| THE REQUEST |
Convert the lines from the one containing "Please indicate the water" through the final line, inclusive, into a numbered list, omitting any blank lines.

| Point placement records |
## Start

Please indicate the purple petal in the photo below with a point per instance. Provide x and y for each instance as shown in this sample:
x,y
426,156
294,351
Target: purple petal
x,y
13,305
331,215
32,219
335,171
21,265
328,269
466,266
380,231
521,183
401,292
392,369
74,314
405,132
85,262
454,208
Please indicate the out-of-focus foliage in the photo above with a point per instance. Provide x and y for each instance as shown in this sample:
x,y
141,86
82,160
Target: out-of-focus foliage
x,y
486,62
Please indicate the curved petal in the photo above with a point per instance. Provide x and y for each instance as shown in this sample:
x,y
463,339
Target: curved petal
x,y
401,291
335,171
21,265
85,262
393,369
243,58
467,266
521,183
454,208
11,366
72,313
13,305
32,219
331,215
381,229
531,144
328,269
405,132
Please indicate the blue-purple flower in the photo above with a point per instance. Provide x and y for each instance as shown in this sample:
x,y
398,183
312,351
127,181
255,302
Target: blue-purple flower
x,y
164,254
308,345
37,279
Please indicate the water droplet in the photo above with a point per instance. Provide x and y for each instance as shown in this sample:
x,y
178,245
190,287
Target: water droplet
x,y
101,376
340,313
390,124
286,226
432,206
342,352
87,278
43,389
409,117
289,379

## End

| ANSWER IN FULL |
1. Please indicate the water droplet in the photo above with a point per instance. Provide x and y for each instance as shown in this sample:
2. x,y
3. 178,245
4. 190,287
5. Target: water droplet
6. x,y
7. 101,376
8. 340,313
9. 390,124
10. 286,226
11. 432,206
12. 342,352
13. 87,278
14. 43,389
15. 409,117
16. 289,379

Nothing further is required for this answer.